(Excerpts of pointing data)
....................
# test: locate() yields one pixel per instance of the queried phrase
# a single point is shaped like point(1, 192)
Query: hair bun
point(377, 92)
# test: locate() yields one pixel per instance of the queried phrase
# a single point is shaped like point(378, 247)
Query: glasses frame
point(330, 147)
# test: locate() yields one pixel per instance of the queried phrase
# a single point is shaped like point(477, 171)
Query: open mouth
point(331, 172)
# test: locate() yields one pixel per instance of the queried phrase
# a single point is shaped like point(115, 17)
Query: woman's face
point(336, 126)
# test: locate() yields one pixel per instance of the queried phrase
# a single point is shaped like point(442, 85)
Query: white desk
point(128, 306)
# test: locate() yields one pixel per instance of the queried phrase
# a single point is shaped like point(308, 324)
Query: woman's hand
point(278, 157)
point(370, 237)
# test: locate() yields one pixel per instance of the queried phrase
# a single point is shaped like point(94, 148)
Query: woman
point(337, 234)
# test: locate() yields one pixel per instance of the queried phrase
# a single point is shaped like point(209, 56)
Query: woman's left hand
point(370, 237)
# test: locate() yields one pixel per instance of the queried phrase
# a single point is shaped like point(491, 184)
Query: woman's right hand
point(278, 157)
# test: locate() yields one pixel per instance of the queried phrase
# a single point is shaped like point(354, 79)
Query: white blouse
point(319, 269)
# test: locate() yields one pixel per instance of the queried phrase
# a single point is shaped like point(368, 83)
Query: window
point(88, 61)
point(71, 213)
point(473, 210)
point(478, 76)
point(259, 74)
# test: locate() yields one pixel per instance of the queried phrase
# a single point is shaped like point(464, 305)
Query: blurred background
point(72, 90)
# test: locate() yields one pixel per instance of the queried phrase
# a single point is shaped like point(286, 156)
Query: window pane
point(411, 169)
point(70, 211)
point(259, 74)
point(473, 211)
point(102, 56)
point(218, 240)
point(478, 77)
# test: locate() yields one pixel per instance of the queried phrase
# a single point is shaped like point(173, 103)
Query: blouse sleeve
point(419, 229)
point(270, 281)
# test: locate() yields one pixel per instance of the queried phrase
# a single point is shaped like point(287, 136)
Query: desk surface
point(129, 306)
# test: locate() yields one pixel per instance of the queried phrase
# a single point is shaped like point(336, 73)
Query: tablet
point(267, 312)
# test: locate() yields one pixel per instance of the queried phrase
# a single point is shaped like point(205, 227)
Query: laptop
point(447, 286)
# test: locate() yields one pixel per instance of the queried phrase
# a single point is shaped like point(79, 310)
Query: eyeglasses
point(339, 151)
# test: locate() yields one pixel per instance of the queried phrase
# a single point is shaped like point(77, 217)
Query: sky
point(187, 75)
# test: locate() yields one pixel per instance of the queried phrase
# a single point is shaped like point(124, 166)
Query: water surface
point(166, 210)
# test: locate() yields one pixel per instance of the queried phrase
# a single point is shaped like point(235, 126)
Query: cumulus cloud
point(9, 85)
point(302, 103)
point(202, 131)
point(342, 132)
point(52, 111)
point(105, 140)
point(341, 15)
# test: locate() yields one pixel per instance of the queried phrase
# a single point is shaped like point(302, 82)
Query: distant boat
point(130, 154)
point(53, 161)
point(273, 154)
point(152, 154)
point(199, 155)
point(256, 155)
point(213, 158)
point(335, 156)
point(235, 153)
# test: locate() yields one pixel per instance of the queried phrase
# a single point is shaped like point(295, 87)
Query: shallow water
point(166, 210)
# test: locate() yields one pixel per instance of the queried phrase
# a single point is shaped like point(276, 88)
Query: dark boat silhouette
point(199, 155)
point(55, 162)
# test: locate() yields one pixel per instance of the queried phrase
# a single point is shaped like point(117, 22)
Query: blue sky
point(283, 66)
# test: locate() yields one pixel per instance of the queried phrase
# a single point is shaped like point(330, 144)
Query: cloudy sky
....................
◆ PROBLEM TO SOLVE ◆
Reproduce the entire listing word for word.

◆ SOLUTION TO THIS TASK ◆
# test: locate() yields one pixel per instance of the queried phrase
# a single point is shaped like point(1, 192)
Query: hair bun
point(377, 92)
# test: locate() yields one pixel per instance of the queried phrase
# a single point is shaped like point(378, 247)
Query: glasses frame
point(330, 147)
# test: locate() yields one pixel per instance of the queried phrase
# a single point is shaped like point(477, 171)
Query: open mouth
point(331, 172)
# test: locate() yields one pixel per instance of the queried phrase
# a single point is shaped like point(115, 17)
Query: woman's face
point(336, 126)
# test: locate() yields one pixel per instance of the queried phrase
# a single point is shaped like point(442, 85)
Query: white desk
point(128, 306)
# test: locate() yields one pixel per instance of the queried phrase
# a single point is shaped like point(308, 324)
Query: woman's hand
point(278, 157)
point(370, 237)
# test: locate() yields one pixel per instance of the queried phrase
# a single point is shaped like point(94, 148)
Query: woman
point(337, 234)
# test: locate() yields one pixel per instance of the queried phrase
# a single point is shaped like point(209, 56)
Query: woman's left hand
point(370, 237)
# test: locate() yields one pixel per instance of the queried phrase
# a single point is shaped like point(491, 184)
Query: woman's right hand
point(278, 157)
# test: locate() yields one pixel per instance of the queried phrase
# a single point is shaped like point(354, 79)
Query: white blouse
point(319, 269)
# test: locate() yields one pixel per instance of the queried phrase
# a single point is shaped like point(368, 83)
Query: window
point(88, 61)
point(71, 213)
point(473, 210)
point(478, 76)
point(259, 74)
# test: locate() yields one pixel per instance of the queried phrase
# a single point is shaped like point(464, 305)
Query: blurred background
point(72, 90)
# test: locate() yields one pixel per instance of the queried phrase
# a single point is shaped like point(286, 156)
Query: window pane
point(411, 169)
point(70, 211)
point(259, 74)
point(473, 211)
point(102, 56)
point(218, 240)
point(478, 77)
# test: locate() yields one pixel per instance of the queried phrase
# a single point is shaped like point(173, 103)
Query: blouse sleeve
point(419, 229)
point(270, 281)
# test: locate() yields one pixel per instance of the queried phrase
# a single point is shaped like point(287, 136)
Query: desk surface
point(129, 306)
# test: locate() yields one pixel per instance of the queried phrase
# a single point is shaped like point(336, 73)
Query: tablet
point(267, 312)
# test: locate() yields one pixel per instance of the queried phrase
# a single point is shaped like point(205, 227)
Query: laptop
point(447, 286)
# test: locate() yields one pixel per instance of the queried phrase
# a single point is shaped like point(79, 310)
Query: eyeglasses
point(339, 151)
# test: locate() yields one pixel per instance of the queried phrase
# a single point is shaped like point(77, 217)
Query: sky
point(187, 75)
# test: locate() yields one pixel per instance of the queried phrase
# a single point is shaped like point(124, 166)
Query: water surface
point(166, 210)
# test: locate() yields one pixel per instance of the queried phrase
# a single point is shaped like point(235, 126)
Query: cumulus cloud
point(9, 85)
point(302, 103)
point(202, 131)
point(342, 132)
point(52, 111)
point(105, 140)
point(341, 15)
# test: locate() yields one pixel per instance of the queried phrase
# a single point is shaped like point(302, 82)
Query: distant boat
point(130, 154)
point(53, 161)
point(273, 154)
point(152, 154)
point(199, 155)
point(256, 155)
point(213, 158)
point(335, 156)
point(235, 153)
# test: locate() yields one pixel per instance of the queried phrase
# a single point is shaped like point(295, 87)
Query: shallow water
point(166, 210)
# test: locate() yields one pixel per instance of the queried phrase
# a single point is shaped like point(276, 88)
Query: dark boat silhouette
point(199, 155)
point(55, 162)
# test: locate() yields one pixel per instance of the queried phrase
# a single point is shaped like point(117, 22)
Query: blue sky
point(283, 66)
# test: locate() yields one pixel per instance of the queried phrase
# a single point is shaped like point(330, 144)
Query: cloudy sky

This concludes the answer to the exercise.